--- START SUPPLIED RECORDS ---
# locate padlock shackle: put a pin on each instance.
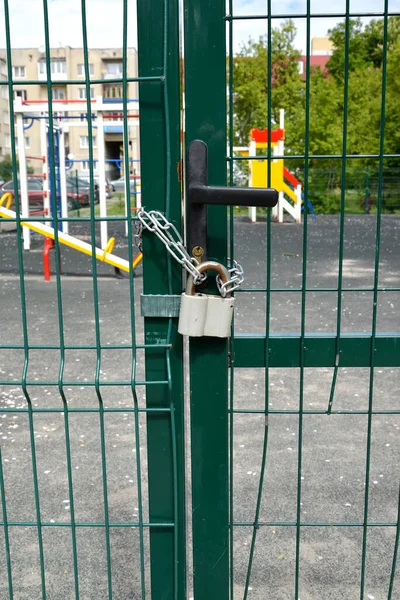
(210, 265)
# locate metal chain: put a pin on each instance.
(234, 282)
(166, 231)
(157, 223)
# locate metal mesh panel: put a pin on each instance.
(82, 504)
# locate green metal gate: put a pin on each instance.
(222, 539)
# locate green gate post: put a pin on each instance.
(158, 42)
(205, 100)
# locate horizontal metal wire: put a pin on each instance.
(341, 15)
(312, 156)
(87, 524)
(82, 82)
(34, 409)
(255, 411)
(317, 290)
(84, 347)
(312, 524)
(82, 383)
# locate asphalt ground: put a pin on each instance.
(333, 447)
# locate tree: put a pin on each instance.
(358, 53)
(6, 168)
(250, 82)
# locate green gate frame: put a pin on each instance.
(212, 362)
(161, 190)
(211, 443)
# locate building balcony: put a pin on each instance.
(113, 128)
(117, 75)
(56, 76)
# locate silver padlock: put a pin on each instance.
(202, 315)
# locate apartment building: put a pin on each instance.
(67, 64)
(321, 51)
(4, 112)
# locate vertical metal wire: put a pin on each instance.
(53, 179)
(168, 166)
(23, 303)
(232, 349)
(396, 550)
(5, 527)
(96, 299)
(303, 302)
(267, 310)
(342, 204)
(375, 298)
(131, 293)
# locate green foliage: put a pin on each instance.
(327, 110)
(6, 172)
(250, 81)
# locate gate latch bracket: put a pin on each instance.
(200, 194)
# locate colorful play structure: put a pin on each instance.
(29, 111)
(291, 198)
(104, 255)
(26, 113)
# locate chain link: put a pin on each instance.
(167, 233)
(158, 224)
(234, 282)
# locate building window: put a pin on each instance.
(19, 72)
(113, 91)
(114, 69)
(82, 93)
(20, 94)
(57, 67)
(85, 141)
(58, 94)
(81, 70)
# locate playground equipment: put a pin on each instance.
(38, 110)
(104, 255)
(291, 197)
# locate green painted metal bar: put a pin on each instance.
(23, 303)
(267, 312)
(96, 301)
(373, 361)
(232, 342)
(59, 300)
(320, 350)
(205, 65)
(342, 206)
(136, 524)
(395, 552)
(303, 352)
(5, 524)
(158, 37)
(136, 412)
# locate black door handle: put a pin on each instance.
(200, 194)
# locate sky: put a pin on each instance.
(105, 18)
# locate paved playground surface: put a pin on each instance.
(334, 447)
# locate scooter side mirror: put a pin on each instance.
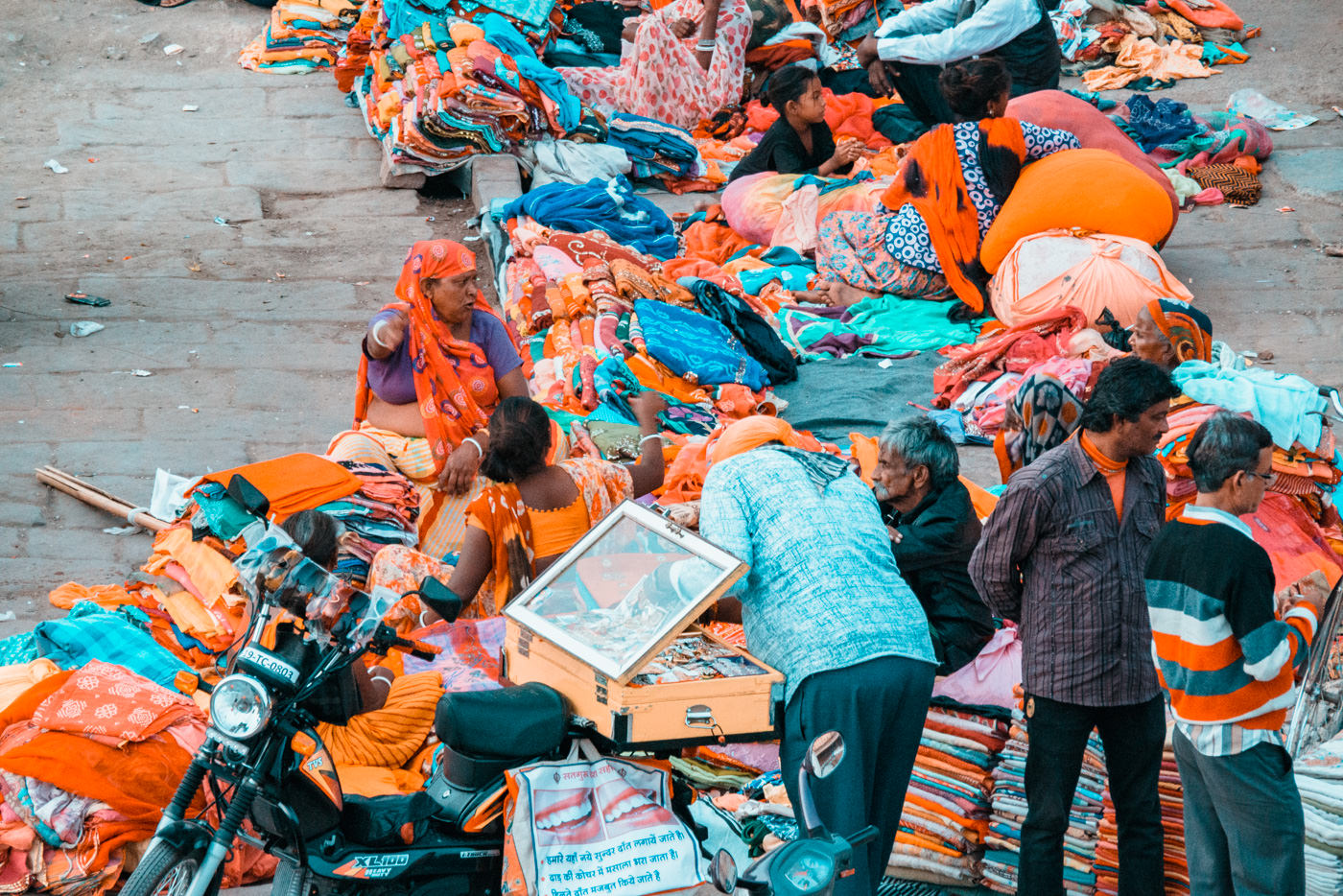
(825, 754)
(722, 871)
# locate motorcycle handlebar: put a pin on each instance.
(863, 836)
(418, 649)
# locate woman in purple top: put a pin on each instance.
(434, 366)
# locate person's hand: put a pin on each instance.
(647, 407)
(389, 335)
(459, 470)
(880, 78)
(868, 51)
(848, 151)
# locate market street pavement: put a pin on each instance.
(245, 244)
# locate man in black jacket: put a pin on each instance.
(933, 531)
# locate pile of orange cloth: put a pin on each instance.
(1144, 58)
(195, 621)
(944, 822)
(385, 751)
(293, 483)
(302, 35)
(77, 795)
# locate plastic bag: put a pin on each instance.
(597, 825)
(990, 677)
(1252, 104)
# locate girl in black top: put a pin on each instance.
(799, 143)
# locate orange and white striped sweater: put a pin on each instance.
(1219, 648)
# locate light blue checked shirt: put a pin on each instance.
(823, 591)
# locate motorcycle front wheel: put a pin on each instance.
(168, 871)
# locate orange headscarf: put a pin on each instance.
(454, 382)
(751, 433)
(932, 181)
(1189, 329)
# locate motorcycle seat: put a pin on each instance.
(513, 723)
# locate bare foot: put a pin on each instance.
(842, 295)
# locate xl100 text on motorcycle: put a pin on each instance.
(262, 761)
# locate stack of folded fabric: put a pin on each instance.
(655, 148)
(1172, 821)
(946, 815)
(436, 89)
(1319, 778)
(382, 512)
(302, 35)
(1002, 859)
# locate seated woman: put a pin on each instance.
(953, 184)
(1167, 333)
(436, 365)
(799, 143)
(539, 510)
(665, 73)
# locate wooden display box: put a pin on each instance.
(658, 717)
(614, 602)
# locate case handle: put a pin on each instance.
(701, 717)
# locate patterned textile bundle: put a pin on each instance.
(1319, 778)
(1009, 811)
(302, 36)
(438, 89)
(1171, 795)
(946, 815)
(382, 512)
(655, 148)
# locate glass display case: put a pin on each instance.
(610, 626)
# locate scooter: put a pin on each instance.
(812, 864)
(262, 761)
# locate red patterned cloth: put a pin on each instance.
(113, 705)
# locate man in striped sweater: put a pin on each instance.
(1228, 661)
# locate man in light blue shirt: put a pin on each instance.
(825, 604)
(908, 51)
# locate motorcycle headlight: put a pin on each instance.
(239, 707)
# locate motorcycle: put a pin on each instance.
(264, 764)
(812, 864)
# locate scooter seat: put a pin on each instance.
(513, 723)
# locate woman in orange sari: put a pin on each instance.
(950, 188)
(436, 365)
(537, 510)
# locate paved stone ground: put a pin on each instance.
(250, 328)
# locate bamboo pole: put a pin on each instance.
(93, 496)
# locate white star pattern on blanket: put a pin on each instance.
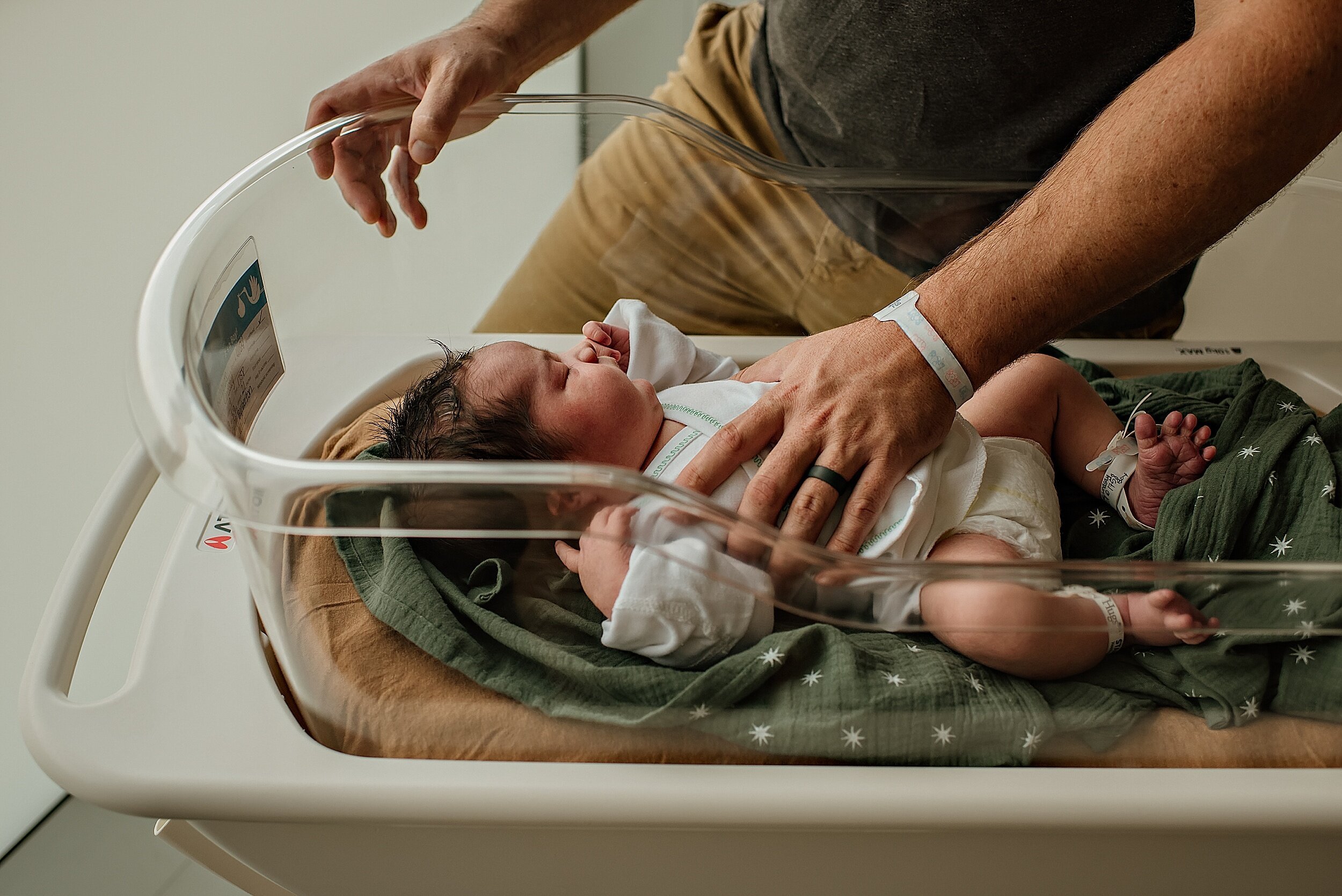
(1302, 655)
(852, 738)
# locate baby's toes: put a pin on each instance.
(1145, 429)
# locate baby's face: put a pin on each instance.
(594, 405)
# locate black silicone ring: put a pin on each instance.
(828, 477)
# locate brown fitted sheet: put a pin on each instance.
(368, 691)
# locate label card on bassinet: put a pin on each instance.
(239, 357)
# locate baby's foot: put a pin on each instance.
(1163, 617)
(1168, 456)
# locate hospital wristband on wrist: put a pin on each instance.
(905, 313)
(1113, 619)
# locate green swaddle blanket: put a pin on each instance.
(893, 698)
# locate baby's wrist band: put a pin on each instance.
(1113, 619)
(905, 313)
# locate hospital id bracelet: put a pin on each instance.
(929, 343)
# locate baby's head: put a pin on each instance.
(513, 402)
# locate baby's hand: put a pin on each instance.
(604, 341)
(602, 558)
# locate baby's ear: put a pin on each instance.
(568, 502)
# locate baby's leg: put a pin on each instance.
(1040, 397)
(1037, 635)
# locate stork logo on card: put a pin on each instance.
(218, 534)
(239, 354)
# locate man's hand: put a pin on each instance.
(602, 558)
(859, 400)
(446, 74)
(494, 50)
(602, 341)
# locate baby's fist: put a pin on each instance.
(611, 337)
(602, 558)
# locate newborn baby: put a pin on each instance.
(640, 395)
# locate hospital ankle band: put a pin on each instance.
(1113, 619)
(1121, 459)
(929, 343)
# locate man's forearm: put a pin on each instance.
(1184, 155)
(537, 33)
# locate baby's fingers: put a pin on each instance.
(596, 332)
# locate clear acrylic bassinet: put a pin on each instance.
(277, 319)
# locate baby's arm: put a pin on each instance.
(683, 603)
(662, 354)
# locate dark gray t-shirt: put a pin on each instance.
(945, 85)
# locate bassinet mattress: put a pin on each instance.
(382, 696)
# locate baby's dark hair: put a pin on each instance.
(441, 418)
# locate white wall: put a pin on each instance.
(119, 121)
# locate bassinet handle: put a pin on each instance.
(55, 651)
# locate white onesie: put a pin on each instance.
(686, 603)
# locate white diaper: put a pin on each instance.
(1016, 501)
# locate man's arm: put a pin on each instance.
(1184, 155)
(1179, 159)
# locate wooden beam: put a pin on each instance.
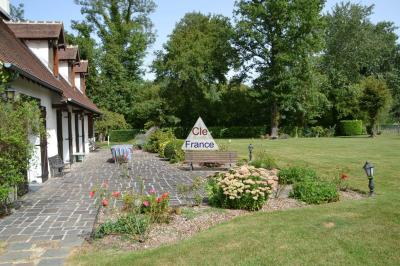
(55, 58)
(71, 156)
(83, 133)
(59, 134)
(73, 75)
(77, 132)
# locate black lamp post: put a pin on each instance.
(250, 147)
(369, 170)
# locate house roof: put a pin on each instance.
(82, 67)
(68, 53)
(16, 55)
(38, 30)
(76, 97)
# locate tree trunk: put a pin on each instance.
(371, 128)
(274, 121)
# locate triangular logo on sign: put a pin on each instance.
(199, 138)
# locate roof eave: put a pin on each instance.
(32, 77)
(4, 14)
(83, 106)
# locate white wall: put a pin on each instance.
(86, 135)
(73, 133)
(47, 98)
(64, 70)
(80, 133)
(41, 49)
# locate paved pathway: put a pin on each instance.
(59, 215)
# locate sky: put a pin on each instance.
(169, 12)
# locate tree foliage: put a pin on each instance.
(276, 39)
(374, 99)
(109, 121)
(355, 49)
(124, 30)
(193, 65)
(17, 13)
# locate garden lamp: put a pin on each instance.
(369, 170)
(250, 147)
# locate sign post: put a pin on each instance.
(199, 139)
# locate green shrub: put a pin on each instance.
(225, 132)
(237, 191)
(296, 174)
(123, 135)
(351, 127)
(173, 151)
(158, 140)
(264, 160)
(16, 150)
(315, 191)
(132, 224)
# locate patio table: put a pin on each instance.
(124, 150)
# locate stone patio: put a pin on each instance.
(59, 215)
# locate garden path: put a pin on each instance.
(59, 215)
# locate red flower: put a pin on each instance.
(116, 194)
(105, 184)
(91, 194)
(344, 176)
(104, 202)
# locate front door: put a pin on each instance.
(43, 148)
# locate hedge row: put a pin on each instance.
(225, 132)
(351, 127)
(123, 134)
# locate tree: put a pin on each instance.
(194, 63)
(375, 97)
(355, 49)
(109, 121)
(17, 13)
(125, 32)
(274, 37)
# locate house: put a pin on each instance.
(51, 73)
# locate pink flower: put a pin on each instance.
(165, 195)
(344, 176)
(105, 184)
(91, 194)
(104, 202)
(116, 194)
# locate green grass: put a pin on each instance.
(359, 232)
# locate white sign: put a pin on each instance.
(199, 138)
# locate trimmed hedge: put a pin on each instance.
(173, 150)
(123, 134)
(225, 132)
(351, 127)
--- END SUPPLIED RECORDS ---
▸ DO THIS
Locate the line that contains "# locate sign", then please quote it and every line after it to the end of the entries above, exactly and with nothing else.

▸ RIGHT ANSWER
# locate sign post: put a pin on each instance.
(199, 139)
# locate green shrub: put a pin on each instance.
(225, 132)
(237, 191)
(296, 174)
(123, 135)
(351, 127)
(173, 151)
(158, 140)
(264, 160)
(16, 150)
(315, 191)
(132, 224)
# locate patio table: put a pin on each instance.
(124, 150)
# locate stone patio: put a pin on each instance.
(59, 215)
# locate garden path: put a pin on each instance.
(59, 215)
# locate red flower: put a pin on each instance.
(116, 194)
(105, 184)
(91, 194)
(344, 176)
(104, 202)
# locate front door: put a pin on each instance.
(43, 148)
# locate hedge row: put a pin on each instance.
(225, 132)
(351, 127)
(123, 134)
# locate tree: put a pin on each instance.
(194, 63)
(375, 97)
(355, 49)
(109, 121)
(17, 13)
(125, 32)
(274, 37)
# locate house: put a pin on each instance.
(51, 73)
# locate pink flower: put a pin on each instance.
(165, 195)
(344, 176)
(105, 184)
(91, 194)
(104, 202)
(116, 194)
# locate green grass: put a pin on each instance.
(359, 232)
# locate white sign: put a pin on each instance.
(199, 138)
# locate trimmed hedge: put a pin on each instance.
(173, 150)
(123, 134)
(225, 132)
(351, 127)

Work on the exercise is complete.